--- BEGIN EXTRACTED RECORDS ---
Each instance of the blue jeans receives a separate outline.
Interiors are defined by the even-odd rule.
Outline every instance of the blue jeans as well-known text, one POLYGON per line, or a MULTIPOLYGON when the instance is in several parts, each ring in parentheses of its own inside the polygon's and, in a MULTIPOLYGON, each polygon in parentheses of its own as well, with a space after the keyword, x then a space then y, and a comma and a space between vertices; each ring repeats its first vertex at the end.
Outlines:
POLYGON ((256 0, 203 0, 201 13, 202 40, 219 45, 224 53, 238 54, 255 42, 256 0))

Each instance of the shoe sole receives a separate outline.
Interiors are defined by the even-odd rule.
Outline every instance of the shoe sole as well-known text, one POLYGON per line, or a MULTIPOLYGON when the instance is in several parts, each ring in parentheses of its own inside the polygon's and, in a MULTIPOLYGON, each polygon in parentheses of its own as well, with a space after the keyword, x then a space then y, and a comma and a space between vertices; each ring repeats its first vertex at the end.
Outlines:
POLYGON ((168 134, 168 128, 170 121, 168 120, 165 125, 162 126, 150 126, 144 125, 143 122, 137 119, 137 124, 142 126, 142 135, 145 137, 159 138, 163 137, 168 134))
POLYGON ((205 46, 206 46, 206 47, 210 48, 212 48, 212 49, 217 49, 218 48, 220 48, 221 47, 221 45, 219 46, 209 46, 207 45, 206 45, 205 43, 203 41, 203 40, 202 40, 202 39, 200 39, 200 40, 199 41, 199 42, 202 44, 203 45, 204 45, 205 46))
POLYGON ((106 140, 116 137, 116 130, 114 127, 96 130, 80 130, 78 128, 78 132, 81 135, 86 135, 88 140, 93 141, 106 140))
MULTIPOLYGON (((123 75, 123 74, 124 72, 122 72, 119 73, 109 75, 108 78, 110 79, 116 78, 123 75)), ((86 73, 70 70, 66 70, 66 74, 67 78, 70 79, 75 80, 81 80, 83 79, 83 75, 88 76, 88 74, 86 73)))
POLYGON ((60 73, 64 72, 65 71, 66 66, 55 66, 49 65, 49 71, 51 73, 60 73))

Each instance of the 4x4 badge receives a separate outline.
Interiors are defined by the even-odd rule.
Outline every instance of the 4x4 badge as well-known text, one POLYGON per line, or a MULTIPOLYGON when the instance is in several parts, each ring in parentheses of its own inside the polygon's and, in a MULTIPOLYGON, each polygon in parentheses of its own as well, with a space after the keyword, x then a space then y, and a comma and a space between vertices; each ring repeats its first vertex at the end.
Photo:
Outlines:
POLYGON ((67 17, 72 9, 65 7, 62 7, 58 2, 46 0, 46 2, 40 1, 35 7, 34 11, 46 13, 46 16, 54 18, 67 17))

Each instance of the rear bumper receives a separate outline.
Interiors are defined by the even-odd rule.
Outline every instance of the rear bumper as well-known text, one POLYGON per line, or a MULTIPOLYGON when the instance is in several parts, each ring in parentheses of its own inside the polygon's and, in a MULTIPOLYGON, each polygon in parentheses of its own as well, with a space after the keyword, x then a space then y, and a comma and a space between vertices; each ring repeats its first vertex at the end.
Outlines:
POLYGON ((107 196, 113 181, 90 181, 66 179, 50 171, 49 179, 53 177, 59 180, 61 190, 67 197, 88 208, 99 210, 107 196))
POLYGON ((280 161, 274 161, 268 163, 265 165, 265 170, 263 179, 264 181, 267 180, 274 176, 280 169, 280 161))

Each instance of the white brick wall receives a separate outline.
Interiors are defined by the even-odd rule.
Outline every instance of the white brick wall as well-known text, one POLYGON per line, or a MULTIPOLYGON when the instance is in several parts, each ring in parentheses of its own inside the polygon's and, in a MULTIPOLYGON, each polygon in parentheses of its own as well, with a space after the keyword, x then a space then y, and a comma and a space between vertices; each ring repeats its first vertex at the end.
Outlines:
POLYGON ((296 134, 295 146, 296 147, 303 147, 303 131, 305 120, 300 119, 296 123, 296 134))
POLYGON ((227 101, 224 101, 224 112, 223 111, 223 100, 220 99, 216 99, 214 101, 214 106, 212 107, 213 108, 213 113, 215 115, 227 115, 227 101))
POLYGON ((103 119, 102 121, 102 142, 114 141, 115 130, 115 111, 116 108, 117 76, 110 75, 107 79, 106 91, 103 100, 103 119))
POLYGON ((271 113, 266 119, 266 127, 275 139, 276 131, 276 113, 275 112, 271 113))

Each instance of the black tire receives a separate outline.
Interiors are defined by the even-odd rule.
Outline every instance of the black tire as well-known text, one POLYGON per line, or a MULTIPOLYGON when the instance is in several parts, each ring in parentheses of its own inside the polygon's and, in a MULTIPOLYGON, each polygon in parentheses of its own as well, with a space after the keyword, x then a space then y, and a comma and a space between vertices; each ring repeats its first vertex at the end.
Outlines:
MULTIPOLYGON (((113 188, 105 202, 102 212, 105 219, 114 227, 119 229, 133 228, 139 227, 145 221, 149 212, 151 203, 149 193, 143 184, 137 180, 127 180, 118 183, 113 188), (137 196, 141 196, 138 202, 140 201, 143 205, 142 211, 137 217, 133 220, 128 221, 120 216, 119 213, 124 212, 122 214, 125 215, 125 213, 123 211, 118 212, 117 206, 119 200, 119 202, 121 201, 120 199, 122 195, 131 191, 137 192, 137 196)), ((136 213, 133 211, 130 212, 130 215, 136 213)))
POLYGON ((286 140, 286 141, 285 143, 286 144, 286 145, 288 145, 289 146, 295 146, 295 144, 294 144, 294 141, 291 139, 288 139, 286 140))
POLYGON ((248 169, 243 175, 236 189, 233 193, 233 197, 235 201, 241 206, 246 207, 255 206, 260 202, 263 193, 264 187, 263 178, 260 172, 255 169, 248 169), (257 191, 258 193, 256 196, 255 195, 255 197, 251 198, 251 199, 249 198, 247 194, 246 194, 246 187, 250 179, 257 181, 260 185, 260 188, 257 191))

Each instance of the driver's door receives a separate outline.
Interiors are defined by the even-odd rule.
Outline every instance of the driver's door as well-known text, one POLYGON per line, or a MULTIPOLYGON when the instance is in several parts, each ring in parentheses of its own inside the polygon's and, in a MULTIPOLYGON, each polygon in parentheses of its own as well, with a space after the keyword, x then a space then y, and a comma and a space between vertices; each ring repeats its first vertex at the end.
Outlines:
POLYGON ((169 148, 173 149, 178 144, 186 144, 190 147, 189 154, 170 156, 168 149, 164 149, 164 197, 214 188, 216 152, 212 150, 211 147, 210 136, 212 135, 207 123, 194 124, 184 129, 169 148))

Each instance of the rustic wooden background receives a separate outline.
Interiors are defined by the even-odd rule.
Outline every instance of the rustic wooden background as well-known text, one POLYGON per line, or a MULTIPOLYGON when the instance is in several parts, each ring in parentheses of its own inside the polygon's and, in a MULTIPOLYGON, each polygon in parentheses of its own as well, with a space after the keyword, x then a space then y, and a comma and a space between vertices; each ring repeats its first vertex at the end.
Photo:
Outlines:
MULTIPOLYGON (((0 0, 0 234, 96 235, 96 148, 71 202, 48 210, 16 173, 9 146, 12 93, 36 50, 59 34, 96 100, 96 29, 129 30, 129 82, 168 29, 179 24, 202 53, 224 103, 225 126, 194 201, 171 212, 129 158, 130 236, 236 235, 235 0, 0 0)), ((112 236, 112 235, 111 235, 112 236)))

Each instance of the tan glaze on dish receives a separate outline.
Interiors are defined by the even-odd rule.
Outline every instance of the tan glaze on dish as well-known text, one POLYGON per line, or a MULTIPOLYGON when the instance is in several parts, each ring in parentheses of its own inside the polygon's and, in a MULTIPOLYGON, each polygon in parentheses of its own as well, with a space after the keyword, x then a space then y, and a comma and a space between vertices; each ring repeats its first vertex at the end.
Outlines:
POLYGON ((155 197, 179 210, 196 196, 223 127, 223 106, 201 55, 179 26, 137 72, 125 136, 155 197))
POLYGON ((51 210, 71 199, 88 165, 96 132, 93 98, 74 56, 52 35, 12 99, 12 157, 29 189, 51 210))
--- END EXTRACTED RECORDS ---
WHAT TO DO:
Rewrite the items from the start through the line containing "POLYGON ((256 0, 203", both ends included, keeping the requests as they are. Scale every coordinate in the outlines by 2.4 and round to whole numbers, with halves going up.

RIGHT ANSWER:
Each instance of the blue jeans receives a separate outline.
Interiors are defined by the even-odd rule.
Outline every instance of the blue jeans as well-known text, one POLYGON per line, or a MULTIPOLYGON when the instance is in several parts, each ring in parentheses of its own inside the polygon's and, in a MULTIPOLYGON, each polygon in parentheses of its own as well, with a space after the keyword, x then a space then y, and a comma and a space between vertices; each ring repeats its first vertex at the end.
Outlines:
POLYGON ((614 0, 487 0, 482 31, 485 96, 526 108, 538 127, 571 130, 612 101, 614 0))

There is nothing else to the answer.